# Task instructions
1. List every person the Mannheim passage names as under protective custody but not yet located, with the title it gives each one.
2. Reproduce the part of the Mannheim passage that begins at the words "Adolf Hitler and" and ends after "the city hall.".

The following individuals upon whom protective custody has been imposed have not been located: Senator Roth, State Representative Reinhold, the editor Harpuder, the editor Dr. Schifrin, attorney Dr. Kirschner, and reporter Diamant.
Adolf Hitler and the Nazis came to power in Germany in 1933. In the rigged Reichstag election of March 5, the Nazis received a plurality (though not a majority) of the votes cast and declared themselves rulers of the nation. In the wake of this takeover of the national government, state and local Nazi groups attacked the seats of government in state capitols and cities throughout the country. On March 8, local Nazis, supported by armed Storm Troopers and SS squads, forcefully drove the elected officials of Mannheim out of the city hall, burned the flag of the democratic Weimar republic in the city’s main square, and hoisted the Swastika banner on the city hall.
Johannes Höber, 29, was a promising young member of Mayor Hermann Heimerich’s Socialist administration when the Nazis seized control of the city. He was also an activist in the German Socialist Party (Sozialistische Partei Deutschland, or SPD) and the Reichsbanner, the Socialist Party militia formed to protect Socialists from Nazi Stormtroopers. Johannes’ “protective custody” in the city jail lasted five weeks. At one point, Johannes and the other Socialists asked to be released. In response, the Nazis took them to a balcony overlooking the courtyard of the jail, where a prearranged crowd of brown shirted Storm Troopers screamed for their blood, purportedly justifying the prisoners’ continued detention.

# Data entries
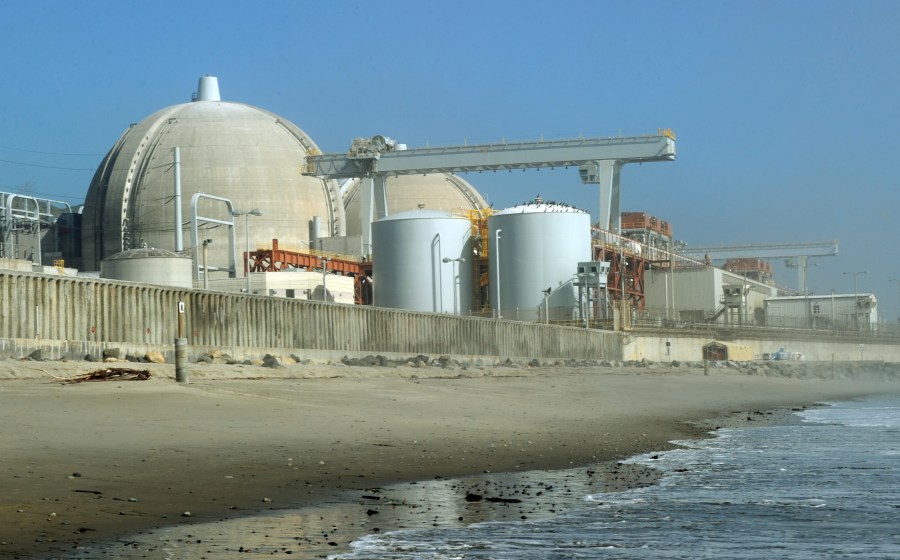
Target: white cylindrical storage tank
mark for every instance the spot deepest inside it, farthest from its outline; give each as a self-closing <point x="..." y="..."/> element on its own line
<point x="422" y="261"/>
<point x="150" y="266"/>
<point x="532" y="247"/>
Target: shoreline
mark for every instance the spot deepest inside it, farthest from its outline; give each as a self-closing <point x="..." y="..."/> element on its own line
<point x="112" y="459"/>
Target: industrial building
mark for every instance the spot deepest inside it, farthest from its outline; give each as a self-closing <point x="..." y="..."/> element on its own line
<point x="841" y="312"/>
<point x="225" y="196"/>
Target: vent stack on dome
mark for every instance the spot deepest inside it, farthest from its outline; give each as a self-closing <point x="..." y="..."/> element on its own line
<point x="208" y="89"/>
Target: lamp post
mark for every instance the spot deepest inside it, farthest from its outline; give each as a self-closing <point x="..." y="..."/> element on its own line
<point x="246" y="215"/>
<point x="583" y="294"/>
<point x="855" y="296"/>
<point x="833" y="324"/>
<point x="455" y="279"/>
<point x="497" y="263"/>
<point x="324" y="275"/>
<point x="898" y="289"/>
<point x="206" y="243"/>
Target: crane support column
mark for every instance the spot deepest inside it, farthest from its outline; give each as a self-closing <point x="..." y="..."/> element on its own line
<point x="374" y="206"/>
<point x="610" y="208"/>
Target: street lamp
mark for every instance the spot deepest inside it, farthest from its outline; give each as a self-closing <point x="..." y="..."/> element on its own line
<point x="456" y="282"/>
<point x="497" y="262"/>
<point x="246" y="215"/>
<point x="898" y="288"/>
<point x="324" y="273"/>
<point x="855" y="296"/>
<point x="833" y="324"/>
<point x="206" y="243"/>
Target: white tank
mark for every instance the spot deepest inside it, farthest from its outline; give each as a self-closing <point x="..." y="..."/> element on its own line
<point x="422" y="261"/>
<point x="539" y="247"/>
<point x="150" y="266"/>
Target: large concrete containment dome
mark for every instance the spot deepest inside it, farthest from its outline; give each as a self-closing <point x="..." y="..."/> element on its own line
<point x="150" y="266"/>
<point x="434" y="191"/>
<point x="422" y="261"/>
<point x="534" y="247"/>
<point x="228" y="150"/>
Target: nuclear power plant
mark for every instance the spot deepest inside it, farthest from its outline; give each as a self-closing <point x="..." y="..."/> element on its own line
<point x="226" y="197"/>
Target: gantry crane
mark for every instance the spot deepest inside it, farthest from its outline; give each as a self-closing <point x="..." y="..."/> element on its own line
<point x="599" y="161"/>
<point x="801" y="252"/>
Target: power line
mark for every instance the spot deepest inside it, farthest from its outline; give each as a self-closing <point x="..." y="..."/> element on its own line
<point x="46" y="153"/>
<point x="48" y="166"/>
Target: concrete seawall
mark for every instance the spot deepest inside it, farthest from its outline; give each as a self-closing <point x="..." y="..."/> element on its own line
<point x="72" y="317"/>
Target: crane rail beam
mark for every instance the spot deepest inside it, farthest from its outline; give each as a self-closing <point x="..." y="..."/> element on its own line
<point x="494" y="157"/>
<point x="770" y="251"/>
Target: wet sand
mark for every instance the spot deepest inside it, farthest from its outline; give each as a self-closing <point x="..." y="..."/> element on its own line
<point x="362" y="448"/>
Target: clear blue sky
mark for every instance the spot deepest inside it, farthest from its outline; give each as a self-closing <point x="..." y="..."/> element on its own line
<point x="786" y="112"/>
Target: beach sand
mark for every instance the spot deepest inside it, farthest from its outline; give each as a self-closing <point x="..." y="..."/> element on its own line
<point x="362" y="449"/>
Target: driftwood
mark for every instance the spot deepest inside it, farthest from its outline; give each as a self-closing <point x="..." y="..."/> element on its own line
<point x="112" y="374"/>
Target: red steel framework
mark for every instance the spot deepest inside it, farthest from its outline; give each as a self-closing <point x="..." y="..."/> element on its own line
<point x="277" y="260"/>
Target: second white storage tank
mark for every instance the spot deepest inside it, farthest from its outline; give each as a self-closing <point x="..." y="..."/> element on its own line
<point x="538" y="246"/>
<point x="422" y="261"/>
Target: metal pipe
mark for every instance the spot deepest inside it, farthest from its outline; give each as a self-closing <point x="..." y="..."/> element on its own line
<point x="206" y="243"/>
<point x="179" y="241"/>
<point x="856" y="296"/>
<point x="254" y="212"/>
<point x="497" y="261"/>
<point x="324" y="273"/>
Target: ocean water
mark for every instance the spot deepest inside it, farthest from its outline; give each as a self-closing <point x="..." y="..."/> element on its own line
<point x="826" y="488"/>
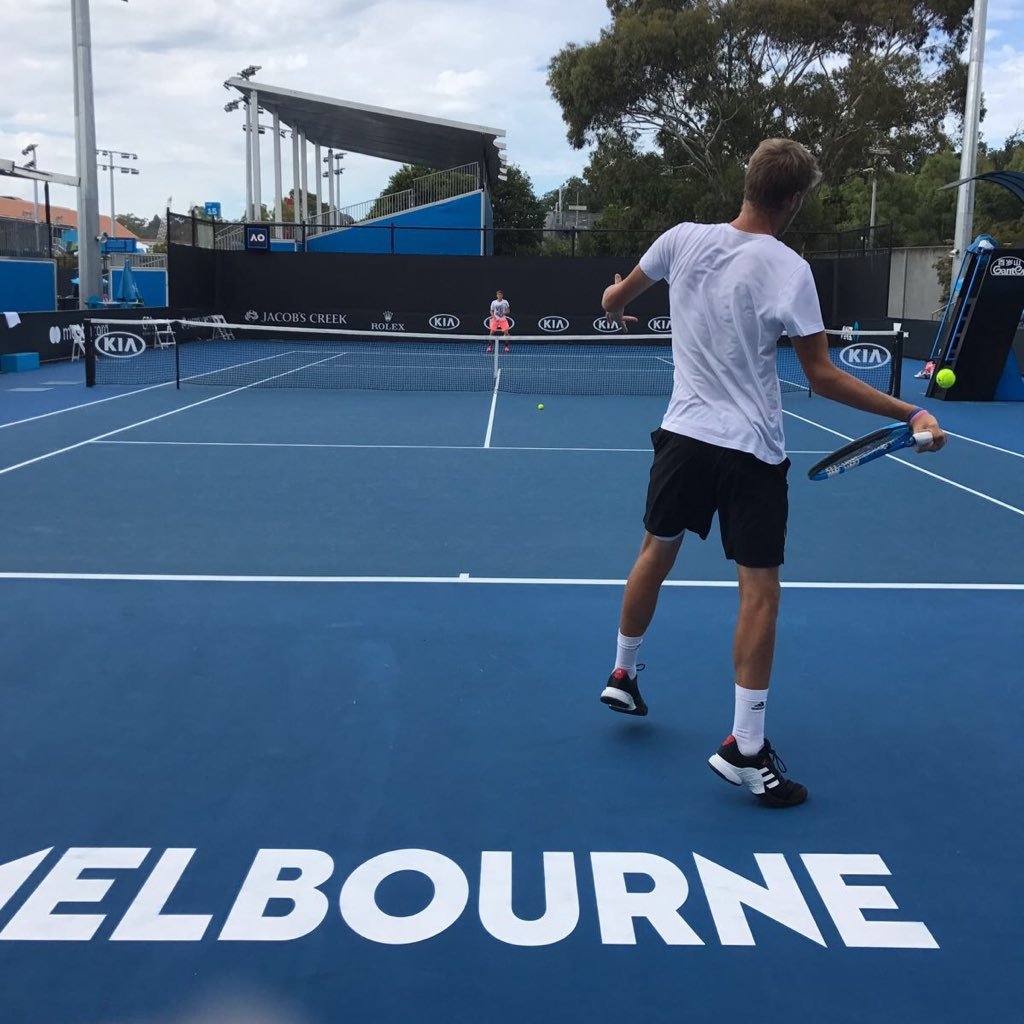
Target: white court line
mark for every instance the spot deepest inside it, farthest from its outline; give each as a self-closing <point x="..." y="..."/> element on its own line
<point x="84" y="404"/>
<point x="494" y="407"/>
<point x="465" y="578"/>
<point x="974" y="440"/>
<point x="918" y="469"/>
<point x="426" y="448"/>
<point x="128" y="394"/>
<point x="153" y="419"/>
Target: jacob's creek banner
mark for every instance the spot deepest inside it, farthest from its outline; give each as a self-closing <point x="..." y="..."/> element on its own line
<point x="442" y="322"/>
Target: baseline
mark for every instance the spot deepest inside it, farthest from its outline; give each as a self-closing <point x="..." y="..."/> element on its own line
<point x="162" y="416"/>
<point x="465" y="578"/>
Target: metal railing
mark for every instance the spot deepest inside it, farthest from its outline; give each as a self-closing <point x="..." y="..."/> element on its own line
<point x="434" y="187"/>
<point x="26" y="238"/>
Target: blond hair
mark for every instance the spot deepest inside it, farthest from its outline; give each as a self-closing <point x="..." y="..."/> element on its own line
<point x="778" y="169"/>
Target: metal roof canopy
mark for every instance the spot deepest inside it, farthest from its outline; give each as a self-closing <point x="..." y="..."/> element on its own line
<point x="377" y="131"/>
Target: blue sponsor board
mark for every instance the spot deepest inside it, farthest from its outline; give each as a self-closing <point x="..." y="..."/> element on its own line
<point x="258" y="237"/>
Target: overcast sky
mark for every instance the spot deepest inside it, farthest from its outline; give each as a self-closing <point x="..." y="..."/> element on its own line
<point x="159" y="65"/>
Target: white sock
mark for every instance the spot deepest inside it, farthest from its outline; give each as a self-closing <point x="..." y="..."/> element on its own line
<point x="749" y="724"/>
<point x="626" y="653"/>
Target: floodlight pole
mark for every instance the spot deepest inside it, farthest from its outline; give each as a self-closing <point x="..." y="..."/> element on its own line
<point x="304" y="176"/>
<point x="248" y="127"/>
<point x="316" y="183"/>
<point x="329" y="160"/>
<point x="972" y="118"/>
<point x="279" y="208"/>
<point x="295" y="180"/>
<point x="85" y="156"/>
<point x="257" y="171"/>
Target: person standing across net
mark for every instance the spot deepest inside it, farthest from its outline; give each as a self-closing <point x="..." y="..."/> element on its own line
<point x="733" y="290"/>
<point x="499" y="320"/>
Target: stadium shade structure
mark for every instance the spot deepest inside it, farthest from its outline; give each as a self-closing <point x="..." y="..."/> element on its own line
<point x="342" y="125"/>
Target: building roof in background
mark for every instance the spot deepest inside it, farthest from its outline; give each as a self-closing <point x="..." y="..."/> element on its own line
<point x="60" y="216"/>
<point x="377" y="131"/>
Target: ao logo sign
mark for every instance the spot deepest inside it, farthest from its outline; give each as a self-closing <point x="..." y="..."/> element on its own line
<point x="553" y="325"/>
<point x="1008" y="266"/>
<point x="120" y="345"/>
<point x="864" y="355"/>
<point x="444" y="322"/>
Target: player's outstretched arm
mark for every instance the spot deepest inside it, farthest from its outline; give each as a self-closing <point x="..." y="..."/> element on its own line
<point x="617" y="296"/>
<point x="830" y="382"/>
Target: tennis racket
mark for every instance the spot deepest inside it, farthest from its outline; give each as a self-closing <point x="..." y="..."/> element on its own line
<point x="866" y="449"/>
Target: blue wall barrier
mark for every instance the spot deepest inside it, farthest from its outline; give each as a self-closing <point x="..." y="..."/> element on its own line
<point x="413" y="235"/>
<point x="28" y="286"/>
<point x="152" y="285"/>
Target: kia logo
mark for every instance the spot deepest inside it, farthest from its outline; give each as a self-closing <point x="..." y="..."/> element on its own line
<point x="120" y="344"/>
<point x="553" y="324"/>
<point x="444" y="322"/>
<point x="864" y="355"/>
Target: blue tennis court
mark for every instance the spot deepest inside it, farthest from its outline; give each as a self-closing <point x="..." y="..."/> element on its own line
<point x="301" y="719"/>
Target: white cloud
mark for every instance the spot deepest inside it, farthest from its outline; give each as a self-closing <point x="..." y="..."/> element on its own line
<point x="159" y="68"/>
<point x="158" y="71"/>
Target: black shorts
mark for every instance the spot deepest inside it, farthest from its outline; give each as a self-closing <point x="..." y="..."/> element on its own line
<point x="690" y="480"/>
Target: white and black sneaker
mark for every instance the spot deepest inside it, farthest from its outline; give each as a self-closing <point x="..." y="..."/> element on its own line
<point x="762" y="774"/>
<point x="622" y="693"/>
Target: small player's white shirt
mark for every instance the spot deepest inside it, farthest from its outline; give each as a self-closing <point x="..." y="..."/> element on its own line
<point x="731" y="295"/>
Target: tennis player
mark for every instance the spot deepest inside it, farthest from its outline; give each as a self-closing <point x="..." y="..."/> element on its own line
<point x="499" y="318"/>
<point x="733" y="290"/>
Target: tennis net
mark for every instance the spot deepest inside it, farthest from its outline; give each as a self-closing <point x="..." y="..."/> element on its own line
<point x="209" y="350"/>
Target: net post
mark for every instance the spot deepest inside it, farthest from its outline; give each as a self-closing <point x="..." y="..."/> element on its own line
<point x="898" y="364"/>
<point x="90" y="355"/>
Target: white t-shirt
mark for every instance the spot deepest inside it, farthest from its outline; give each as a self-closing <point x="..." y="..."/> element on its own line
<point x="731" y="295"/>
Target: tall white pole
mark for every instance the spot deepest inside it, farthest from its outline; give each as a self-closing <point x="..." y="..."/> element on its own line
<point x="85" y="156"/>
<point x="317" y="179"/>
<point x="296" y="181"/>
<point x="248" y="127"/>
<point x="304" y="175"/>
<point x="279" y="209"/>
<point x="972" y="118"/>
<point x="257" y="169"/>
<point x="330" y="186"/>
<point x="114" y="223"/>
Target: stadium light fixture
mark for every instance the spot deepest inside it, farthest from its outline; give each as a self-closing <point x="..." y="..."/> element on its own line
<point x="110" y="156"/>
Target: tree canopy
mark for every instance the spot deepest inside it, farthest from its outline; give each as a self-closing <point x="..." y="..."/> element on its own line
<point x="675" y="95"/>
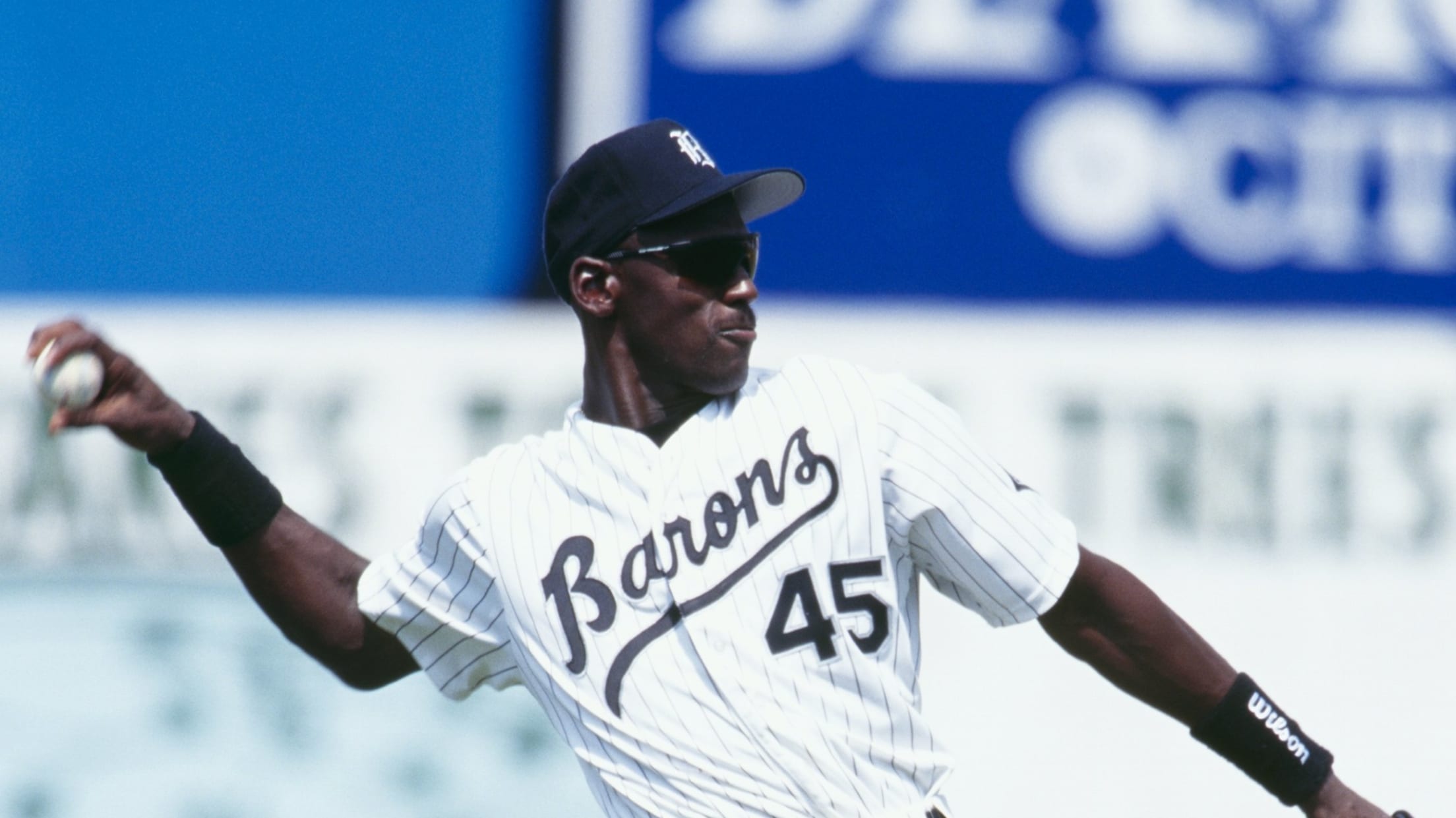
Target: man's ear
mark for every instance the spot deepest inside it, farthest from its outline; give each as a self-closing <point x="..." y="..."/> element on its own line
<point x="594" y="285"/>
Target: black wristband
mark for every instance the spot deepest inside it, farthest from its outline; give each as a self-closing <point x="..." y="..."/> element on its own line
<point x="225" y="494"/>
<point x="1257" y="737"/>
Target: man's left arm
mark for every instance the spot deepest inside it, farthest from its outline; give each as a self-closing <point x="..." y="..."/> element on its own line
<point x="1116" y="624"/>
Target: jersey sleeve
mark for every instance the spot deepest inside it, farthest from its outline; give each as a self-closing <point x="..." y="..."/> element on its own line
<point x="439" y="597"/>
<point x="977" y="535"/>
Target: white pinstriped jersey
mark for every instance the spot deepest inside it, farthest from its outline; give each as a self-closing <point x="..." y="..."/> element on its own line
<point x="727" y="626"/>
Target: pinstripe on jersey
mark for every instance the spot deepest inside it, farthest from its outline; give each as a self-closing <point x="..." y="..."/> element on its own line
<point x="729" y="625"/>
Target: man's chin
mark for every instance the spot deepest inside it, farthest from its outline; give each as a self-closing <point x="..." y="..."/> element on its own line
<point x="727" y="382"/>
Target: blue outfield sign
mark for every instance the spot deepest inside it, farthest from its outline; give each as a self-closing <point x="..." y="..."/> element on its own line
<point x="1265" y="152"/>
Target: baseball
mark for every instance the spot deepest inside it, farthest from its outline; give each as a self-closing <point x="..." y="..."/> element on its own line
<point x="73" y="383"/>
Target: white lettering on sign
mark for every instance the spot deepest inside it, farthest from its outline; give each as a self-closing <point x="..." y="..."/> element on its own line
<point x="1016" y="40"/>
<point x="1229" y="225"/>
<point x="1180" y="40"/>
<point x="1369" y="43"/>
<point x="1247" y="179"/>
<point x="765" y="36"/>
<point x="1343" y="43"/>
<point x="1088" y="171"/>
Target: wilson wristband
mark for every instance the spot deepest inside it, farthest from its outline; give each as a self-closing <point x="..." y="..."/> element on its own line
<point x="1252" y="732"/>
<point x="225" y="494"/>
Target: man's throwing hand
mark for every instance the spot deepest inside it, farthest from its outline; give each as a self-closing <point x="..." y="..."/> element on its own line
<point x="131" y="405"/>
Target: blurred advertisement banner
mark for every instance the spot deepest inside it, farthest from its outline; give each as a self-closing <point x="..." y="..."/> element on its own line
<point x="1207" y="434"/>
<point x="289" y="149"/>
<point x="1295" y="152"/>
<point x="1287" y="484"/>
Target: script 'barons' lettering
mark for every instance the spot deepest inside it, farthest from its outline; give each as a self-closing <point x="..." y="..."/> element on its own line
<point x="650" y="562"/>
<point x="1279" y="725"/>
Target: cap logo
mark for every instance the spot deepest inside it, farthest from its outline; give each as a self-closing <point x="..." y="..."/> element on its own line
<point x="689" y="146"/>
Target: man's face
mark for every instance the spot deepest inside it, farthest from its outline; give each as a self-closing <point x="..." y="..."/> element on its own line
<point x="684" y="332"/>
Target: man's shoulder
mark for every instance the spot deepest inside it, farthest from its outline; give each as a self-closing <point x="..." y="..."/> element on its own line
<point x="820" y="367"/>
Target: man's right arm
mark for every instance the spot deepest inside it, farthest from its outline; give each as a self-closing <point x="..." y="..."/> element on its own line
<point x="303" y="578"/>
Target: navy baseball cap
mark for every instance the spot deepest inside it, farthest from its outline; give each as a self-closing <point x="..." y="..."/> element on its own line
<point x="644" y="175"/>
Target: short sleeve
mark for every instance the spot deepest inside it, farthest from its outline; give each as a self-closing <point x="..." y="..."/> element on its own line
<point x="976" y="533"/>
<point x="439" y="597"/>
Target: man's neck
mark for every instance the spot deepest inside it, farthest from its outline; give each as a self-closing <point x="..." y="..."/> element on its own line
<point x="617" y="395"/>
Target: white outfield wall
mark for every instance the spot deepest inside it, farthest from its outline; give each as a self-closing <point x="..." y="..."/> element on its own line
<point x="1286" y="481"/>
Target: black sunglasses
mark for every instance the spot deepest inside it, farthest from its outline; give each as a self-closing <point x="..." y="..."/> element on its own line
<point x="712" y="261"/>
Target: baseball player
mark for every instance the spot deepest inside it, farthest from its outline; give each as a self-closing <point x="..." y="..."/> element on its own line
<point x="710" y="574"/>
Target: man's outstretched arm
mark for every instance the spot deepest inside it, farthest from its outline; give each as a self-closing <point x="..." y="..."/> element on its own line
<point x="1116" y="624"/>
<point x="303" y="578"/>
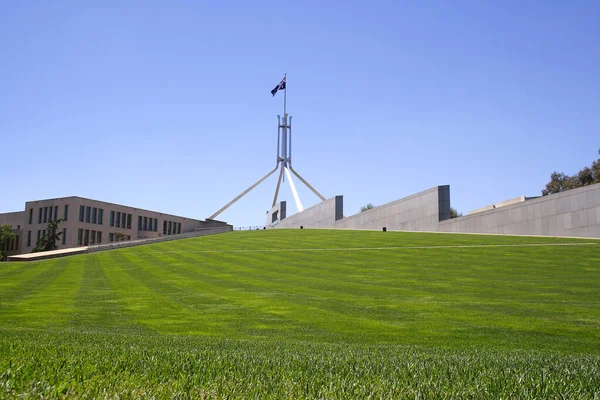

# Answers for the exercise
1.
- Senator Roth
- State Representative Reinhold
- the editor Harpuder
- the editor Dr. Schifrin
- attorney Dr. Kirschner
- reporter Diamant

2.
Adolf Hitler and the Nazis came to power in Germany in 1933. In the rigged Reichstag election of March 5, the Nazis received a plurality (though not a majority) of the votes cast and declared themselves rulers of the nation. In the wake of this takeover of the national government, state and local Nazi groups attacked the seats of government in state capitols and cities throughout the country. On March 8, local Nazis, supported by armed Storm Troopers and SS squads, forcefully drove the elected officials of Mannheim out of the city hall, burned the flag of the democratic Weimar republic in the city’s main square, and hoisted the Swastika banner on the city hall.